▸ WORK REQUIRED
Which lines in the listing below contain the word "rectangular"? Return each one in full.

▸ ROWS
________________
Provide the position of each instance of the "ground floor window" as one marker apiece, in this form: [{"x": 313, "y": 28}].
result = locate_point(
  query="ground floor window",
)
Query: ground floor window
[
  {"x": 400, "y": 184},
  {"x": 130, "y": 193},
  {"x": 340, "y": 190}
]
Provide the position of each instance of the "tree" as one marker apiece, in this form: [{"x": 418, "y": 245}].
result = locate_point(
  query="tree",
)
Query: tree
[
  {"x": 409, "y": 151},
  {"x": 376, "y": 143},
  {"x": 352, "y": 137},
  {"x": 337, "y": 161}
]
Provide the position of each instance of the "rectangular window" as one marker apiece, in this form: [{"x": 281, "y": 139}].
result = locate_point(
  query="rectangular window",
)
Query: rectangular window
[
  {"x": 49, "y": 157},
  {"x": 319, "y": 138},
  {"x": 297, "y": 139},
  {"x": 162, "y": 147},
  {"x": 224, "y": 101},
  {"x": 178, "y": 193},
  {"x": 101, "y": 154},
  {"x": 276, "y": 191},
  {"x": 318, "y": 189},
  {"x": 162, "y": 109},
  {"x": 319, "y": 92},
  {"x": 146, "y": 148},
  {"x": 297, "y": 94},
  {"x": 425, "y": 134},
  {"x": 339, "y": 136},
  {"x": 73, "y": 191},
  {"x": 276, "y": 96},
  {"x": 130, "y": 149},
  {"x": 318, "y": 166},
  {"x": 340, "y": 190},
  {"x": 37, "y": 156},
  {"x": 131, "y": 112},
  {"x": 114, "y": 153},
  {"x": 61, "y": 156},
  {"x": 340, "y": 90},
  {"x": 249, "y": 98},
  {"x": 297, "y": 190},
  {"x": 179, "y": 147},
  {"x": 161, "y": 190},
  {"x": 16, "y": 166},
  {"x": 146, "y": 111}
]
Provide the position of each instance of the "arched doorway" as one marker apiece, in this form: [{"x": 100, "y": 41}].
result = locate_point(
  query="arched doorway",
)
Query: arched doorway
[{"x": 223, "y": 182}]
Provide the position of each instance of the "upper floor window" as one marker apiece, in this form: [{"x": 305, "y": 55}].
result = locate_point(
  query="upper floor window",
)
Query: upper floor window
________________
▸ ANSWER
Provide the position of each instance of the "rectangular window" as one marker apiece, in this form: [{"x": 281, "y": 139}].
  query="rectangular window",
Query: rectangular window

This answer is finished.